| TEXTO PROPORCIONADO |
Con pocas excepciones, los relatos de terror se inscriben de lleno en el género fantástico. Sin embargo, El proyecto de la bruja de Blair no es un relato fantástico. Es la aparente crónica de unos hechos protagonizados por tres jóvenes (dos varones y una chica) que se internan en un inhóspito bosque en la búsqueda del secreto que rodea a la leyenda del título. Dos cámaras, una de 16 mm y la otra de video, van recogiendo las escasas y más bien anodinas peripecias de los muchachos, con el leit motiv del temor a la noche, a la oscuridad, a los ruidos no identificados y al aislamiento, magnificado todo ello por la pérdida de la ubicación, de las coordenadas en las que se encuentran.

El terror surge, entonces, de las fuentes si se quiere primigenias del miedo: el miedo a lo ‘oculto’, a lo desconocido, a lo inexplicable. Y la acción se hace visible a través de la factura del documental de aficionado (escasa prolijidad visual, poco atractivo escenográfico, impericia en la movilidad de la cámara, naturalismo llano en las actuaciones) y en la falta de un entramado narrativo que vaya más allá de aquello en que el relato está concentrado y que es el proceso de extravío y el miedo a lo que está en ese incierto fuera del campo visual. Hay que aclarar que “la escasa prolijidad visual” y la “impericia en la movilidad de la cámara” son relativas, pues de lo que se trata es de no afectar la visibilidad y la comprensión de la marcha de la historia. No es, pues, una cámara de aficionado cualquiera la que se activa (o las que se activan) en El proyecto de la bruja de Blair.

II

Lo que ha venido después de ese título pionero sí entra de lleno en el terreno de la ficción fantástica, pero es la ficción fantástica hecha con los modos de la cámara de reportaje televisivo (REC, Elúltimo exorcismo), del video casero (Cloverfield, El diario de los muertos) o de la cámara de vigilancia (Actividad paranormal). Todavía REC, en su primera parte (y en el remake norteamericano Cuarentena), y El último exorcismo movilizan en sus primeros tramos el señuelo del seguimiento de un caso real, el ingreso de una periodista y un camarógrafo con un grupo de bomberos a un edificio de viviendas en el que ocurren cosas extrañas o el seguimiento de un falso exorcista que exhibe sus trucos. Pero, luego, la raíz fantástica se hace manifiesta. En cambio, Cloverfield y El diario de los muertos no admiten equívoco posible porque la materia de la que están hechos está formada por el ataque de un extraño y gigantesco monstruo en la ciudad de Nueva York, en el primer caso, y la parafernalia zombi que suele activar George A. Romero, en el segundo, con la particularidad de que en estos dos casos todo pasa por la mirada del videasta aficionado que está detrás de la cámara o de quien ocupa su lugar a falta del anterior. Es decir, si en las primeras el terror surge o se vislumbra en la urdimbre de seudo reportajes, en las dos últimas es manifiesto, aún cuando se asume desde los datos de una aparente cotidianeidad, aquella que se recoge con la facilidad de una cámara amateur.

| LISTA DE TAREAS |
A. Transcribe el fragmento del texto sobre el cine de terror de falso documental que empieza en "Con pocas excepciones, los" y termina en "que se encuentran.".
B. Responde estas preguntas según el texto sobre el cine de terror de falso documental.
(i) ¿Cuántas cámaras registran las peripecias de los jóvenes en El proyecto de la bruja de Blair y de qué tipo es cada una?
(ii) ¿Qué título se menciona como remake norteamericano de REC?
(iii) ¿Qué película está hecha con los modos de la cámara de vigilancia?

| DATOS DEL CONJUNTO |

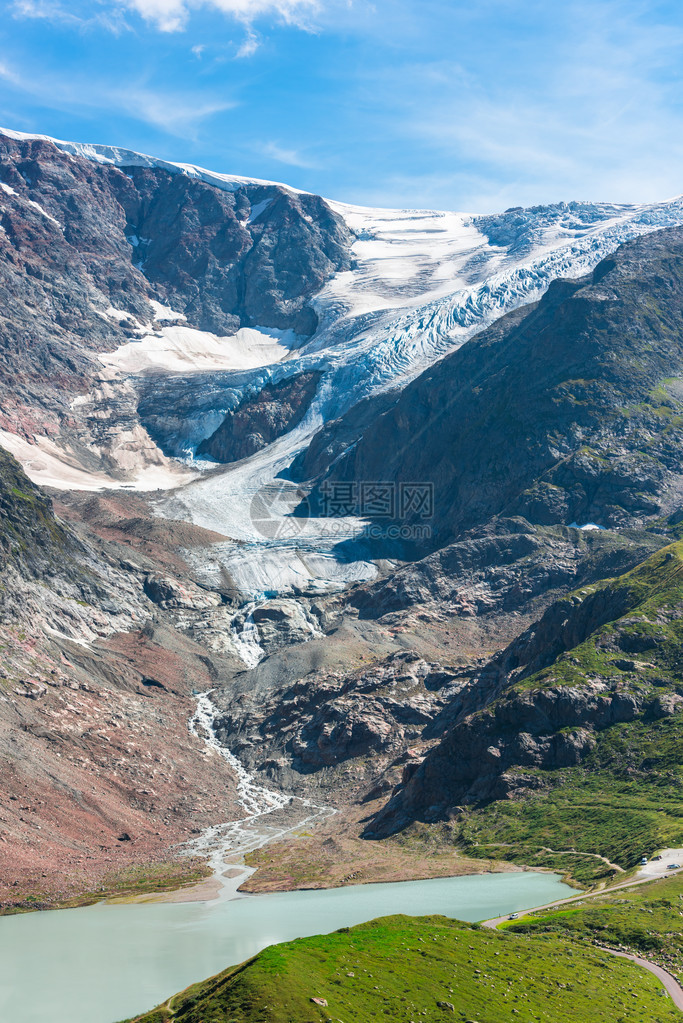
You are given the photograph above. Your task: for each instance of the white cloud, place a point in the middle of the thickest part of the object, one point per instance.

| RESPUESTAS |
A.
Con pocas excepciones, los relatos de terror se inscriben de lleno en el género fantástico. Sin embargo, El proyecto de la bruja de Blair no es un relato fantástico. Es la aparente crónica de unos hechos protagonizados por tres jóvenes (dos varones y una chica) que se internan en un inhóspito bosque en la búsqueda del secreto que rodea a la leyenda del título. Dos cámaras, una de 16 mm y la otra de video, van recogiendo las escasas y más bien anodinas peripecias de los muchachos, con el leit motiv del temor a la noche, a la oscuridad, a los ruidos no identificados y al aislamiento, magnificado todo ello por la pérdida de la ubicación, de las coordenadas en las que se encuentran.

B.
(i) Dos cámaras: una de 16 mm y otra de video.
(ii) Cuarentena.
(iii) Actividad paranormal.